▸ **EXCERPTED PASSAGE**
START
00 / 12

Backpropagation

The algorithm that taught machines to learn

An interactive 10-minute visual guide to the most important algorithm in deep learning

Deep Learning Mathematics Visual Guide

01 / 12 — The Big Picture

How Do Neural Networks Learn?

They learn by making mistakes — then fixing them. Backpropagation is *how* they figure out what to fix.

🎯

Imagine throwing darts blindfolded. After each throw, a friend tells you "too far left" or "too high." You adjust your aim accordingly. Over hundreds of throws, you get closer to the bullseye.

Backpropagation is the friend telling the network how to adjust.

02 / 12 — Neural Network Anatomy

Inside a Neural Network

A network is layers of interconnected neurons, each with adjustable weights.
END
▸ **RECORD EXCERPTS**
START
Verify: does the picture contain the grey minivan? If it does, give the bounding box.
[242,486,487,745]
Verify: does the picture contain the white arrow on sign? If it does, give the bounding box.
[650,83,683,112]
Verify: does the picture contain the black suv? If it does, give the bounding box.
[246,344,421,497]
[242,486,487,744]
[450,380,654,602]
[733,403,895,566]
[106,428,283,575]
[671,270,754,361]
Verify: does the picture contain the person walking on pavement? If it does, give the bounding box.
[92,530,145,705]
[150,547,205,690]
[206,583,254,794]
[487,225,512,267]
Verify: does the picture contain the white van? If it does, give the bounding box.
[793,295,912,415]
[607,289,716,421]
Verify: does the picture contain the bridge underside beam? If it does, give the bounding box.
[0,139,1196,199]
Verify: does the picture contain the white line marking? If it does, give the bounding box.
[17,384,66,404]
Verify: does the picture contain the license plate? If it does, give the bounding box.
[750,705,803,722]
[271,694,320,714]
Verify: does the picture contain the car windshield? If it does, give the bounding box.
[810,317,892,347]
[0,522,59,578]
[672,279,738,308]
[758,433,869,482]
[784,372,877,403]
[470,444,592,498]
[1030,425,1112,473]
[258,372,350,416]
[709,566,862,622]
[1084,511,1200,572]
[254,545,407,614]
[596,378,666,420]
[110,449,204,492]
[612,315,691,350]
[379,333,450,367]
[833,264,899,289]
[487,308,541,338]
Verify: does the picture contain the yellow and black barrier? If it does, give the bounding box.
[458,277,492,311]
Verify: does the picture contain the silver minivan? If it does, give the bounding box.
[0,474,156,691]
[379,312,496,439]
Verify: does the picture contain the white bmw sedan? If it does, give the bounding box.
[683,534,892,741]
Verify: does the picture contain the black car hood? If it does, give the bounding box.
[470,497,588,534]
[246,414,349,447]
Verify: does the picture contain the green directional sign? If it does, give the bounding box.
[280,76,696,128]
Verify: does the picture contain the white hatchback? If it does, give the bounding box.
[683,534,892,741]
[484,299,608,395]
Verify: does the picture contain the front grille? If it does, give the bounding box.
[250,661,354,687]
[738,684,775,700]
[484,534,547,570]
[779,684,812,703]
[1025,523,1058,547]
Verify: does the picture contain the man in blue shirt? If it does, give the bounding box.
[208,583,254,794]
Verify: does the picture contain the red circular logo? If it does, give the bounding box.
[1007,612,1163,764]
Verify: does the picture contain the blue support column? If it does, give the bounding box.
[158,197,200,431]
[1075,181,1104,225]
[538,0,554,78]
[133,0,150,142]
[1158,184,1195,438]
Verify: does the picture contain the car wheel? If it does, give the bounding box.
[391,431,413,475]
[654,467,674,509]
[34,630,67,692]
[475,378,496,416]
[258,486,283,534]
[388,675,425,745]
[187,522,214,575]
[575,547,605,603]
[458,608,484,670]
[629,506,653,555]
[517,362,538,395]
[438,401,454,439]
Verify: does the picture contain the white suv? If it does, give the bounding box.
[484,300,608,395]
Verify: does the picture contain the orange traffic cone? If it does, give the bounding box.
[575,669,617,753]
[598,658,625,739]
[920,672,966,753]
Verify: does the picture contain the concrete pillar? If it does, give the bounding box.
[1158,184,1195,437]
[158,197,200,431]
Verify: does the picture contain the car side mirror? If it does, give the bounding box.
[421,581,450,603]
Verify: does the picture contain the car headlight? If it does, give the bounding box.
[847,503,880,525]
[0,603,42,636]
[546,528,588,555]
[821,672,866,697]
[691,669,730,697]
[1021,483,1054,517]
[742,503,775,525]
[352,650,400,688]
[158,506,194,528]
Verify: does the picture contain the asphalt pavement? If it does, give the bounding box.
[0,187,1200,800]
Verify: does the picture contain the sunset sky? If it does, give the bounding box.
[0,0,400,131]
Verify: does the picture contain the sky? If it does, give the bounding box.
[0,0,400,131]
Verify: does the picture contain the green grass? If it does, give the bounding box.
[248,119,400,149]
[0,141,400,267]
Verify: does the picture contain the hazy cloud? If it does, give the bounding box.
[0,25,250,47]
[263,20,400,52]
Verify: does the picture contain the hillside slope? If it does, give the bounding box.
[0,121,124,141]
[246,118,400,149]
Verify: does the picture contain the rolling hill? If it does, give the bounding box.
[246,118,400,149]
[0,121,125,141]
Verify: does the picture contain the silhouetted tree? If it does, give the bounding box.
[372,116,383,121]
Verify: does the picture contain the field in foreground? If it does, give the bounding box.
END
▸ **INSTRUCTIONS FOR THE TASK**
Reproduce the backpropagation guide word for word, from "Imagine throwing darts" up to and including "how to adjust.".

▸ **EXERCISE ANSWER**
Imagine throwing darts blindfolded. After each throw, a friend tells you "too far left" or "too high." You adjust your aim accordingly. Over hundreds of throws, you get closer to the bullseye.

Backpropagation is the friend telling the network how to adjust.